_Document segment_:
**********

CRICKET // Oct 1, 2024
00:00.000

Seven to defend: SWAT vs Royal Phoenix

An October 1, 2024 match story about scoring 29 off 24 and defending 7 in the last over to win by 3 runs.

I have played a lot of cricket matches, and I have been in tight finishes before. But standing at the top of my mark needing to defend 7 runs in the last over, with Royal Phoenix on 89/4 chasing 96, felt different. When the final ball was done and SWAT had won by 3 runs, the relief was enormous.

This is one of those games worth writing down because the match kept changing shape right until the end.

The first half of the game

SWAT made 95/6 from 16 overs. I scored 29 off 24, which was not a huge innings, but it helped keep the scoreboard moving when the game still needed tempo rather than panic.

Edward Manjaly Verghese and Sourabh Chandran were especially important at the end. Both struck at above 157, and those late runs gave the innings just enough extra weight. It still did not feel like a big total, but in this format and on this kind of ground, it felt defendable if we stayed sharp.

Royal Phoenix stayed in it

Their chase began without much drama, which can be its own kind of pressure. Amit Saha was the key wicket. He was patient, composed, and happy to let the innings build. He made 44 from 52, and until the very end he looked like the batter most likely to take the game away.

Raj Varma chipped in with 16, and the chase never really broke open. But the extras mattered. Royal Phoenix picked up 18 extras, mostly in wides, and that kept the equation alive even when boundaries were not flowing.

By the time the final over came around, they needed 7. Difficult, but definitely gettable.

The over I will remember

I took the ball knowing one clean over would end it.

First ball: dot.

**********

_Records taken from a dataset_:
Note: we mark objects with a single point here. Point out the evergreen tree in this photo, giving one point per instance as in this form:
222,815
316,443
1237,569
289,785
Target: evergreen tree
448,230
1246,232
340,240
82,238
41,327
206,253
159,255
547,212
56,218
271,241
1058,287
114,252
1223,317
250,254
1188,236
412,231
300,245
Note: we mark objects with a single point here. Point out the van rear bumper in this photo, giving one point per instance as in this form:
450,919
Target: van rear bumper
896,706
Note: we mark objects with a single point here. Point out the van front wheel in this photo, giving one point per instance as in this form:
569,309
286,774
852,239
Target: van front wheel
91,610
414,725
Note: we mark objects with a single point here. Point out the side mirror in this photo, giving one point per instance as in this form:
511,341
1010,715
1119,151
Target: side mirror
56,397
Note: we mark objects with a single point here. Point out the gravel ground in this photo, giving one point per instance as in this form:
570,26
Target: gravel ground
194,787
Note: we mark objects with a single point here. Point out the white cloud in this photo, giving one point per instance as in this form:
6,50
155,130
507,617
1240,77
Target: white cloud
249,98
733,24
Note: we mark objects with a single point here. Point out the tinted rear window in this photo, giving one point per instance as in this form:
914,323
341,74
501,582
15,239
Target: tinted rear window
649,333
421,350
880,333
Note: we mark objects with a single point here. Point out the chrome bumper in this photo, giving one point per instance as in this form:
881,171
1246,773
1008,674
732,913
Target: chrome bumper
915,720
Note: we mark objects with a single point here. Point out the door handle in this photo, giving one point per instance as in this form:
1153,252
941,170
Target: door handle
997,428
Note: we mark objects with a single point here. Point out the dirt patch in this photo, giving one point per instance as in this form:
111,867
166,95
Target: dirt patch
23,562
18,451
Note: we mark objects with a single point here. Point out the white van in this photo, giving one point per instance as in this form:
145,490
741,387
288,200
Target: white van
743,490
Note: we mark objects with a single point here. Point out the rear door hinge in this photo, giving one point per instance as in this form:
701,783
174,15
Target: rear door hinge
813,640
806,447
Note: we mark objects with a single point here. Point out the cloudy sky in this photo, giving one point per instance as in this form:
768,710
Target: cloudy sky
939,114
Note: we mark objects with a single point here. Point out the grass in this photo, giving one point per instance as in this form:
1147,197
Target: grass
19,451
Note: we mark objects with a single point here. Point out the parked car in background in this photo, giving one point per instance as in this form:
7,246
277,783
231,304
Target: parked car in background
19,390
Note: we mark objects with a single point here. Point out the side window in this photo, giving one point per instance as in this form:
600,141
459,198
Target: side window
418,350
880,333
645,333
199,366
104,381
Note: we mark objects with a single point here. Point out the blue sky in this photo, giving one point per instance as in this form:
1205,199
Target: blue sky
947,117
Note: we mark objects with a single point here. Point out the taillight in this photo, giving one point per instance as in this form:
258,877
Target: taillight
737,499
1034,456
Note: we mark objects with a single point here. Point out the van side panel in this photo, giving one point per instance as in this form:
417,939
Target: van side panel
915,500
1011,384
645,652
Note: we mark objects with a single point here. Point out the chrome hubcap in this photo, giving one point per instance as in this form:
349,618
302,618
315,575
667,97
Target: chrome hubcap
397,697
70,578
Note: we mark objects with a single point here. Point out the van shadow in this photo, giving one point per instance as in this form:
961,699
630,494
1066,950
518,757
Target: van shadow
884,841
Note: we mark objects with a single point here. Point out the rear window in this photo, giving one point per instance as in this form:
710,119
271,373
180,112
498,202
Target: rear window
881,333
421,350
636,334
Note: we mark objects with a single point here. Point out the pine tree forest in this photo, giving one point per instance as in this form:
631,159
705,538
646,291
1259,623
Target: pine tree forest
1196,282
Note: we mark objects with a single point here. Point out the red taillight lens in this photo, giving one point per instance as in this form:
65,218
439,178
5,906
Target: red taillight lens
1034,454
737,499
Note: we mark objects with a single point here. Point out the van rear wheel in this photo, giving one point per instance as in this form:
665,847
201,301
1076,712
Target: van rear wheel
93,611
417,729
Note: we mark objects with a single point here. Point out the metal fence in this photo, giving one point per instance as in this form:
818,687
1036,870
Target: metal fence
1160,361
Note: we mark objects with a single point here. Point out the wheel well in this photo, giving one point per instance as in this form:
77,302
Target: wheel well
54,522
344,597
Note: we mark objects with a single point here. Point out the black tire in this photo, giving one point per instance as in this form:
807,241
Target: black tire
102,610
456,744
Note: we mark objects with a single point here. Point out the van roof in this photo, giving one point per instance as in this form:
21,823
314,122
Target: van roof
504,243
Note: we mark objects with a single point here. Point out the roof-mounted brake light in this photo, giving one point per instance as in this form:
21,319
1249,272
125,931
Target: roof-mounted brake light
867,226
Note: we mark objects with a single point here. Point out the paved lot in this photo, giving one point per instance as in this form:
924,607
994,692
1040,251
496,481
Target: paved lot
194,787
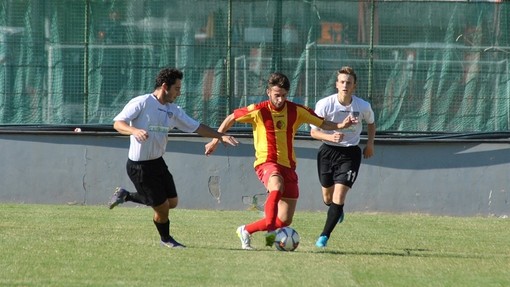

**********

_Apply what you read_:
(1) In the cricket match story, how many runs did Amit Saha score, and from how many balls?
(2) Go on with the cricket match story from its last line.

_Your written answers_:
(1) He scored 44 runs from 52 balls.

(2)
That was the start I wanted. Then came the wobble. Two wides off the next delivery. Suddenly the over looked completely different. What had been 7 off 6 became 4 needed from 5, and the game had swung in their direction.

I had to reset quickly. Dot. Then another dot. For a moment it felt back under control, and then another wide crept out. Now Royal Phoenix needed 4 from 2, with Amit Saha still there and the match leaning their way again.

That was the moment everything narrowed.

I went back to my length, Amit tried to force it, and the ball went up. Sourabh Chandran took the catch. Amit Saha gone for 44.

New batter in. One ball left. One run needed.

I ran in one last time and bowled it full and straight. Vishal Gaurav pushed it back. Dot ball. Match over.

SWAT won by 3 runs.

What stays with me

If I am honest, the wides in the middle of that over will stay with me too. They gave Royal Phoenix the advantage and turned a manageable equation into chaos. But that is also part of why the game matters. Cricket does not ask for perfection. It asks whether you can recover in time.

That over became a small lesson in pressure: make the mistake, reset, trust the next ball, and keep going.

Getting Amit Saha out at that moment changed everything. So did the final dot. And so did the feeling afterward that the whole side had survived something together.

Not every win is comfortable. Some of the best ones are the matches where composure has to be rebuilt in real time. This was one of those.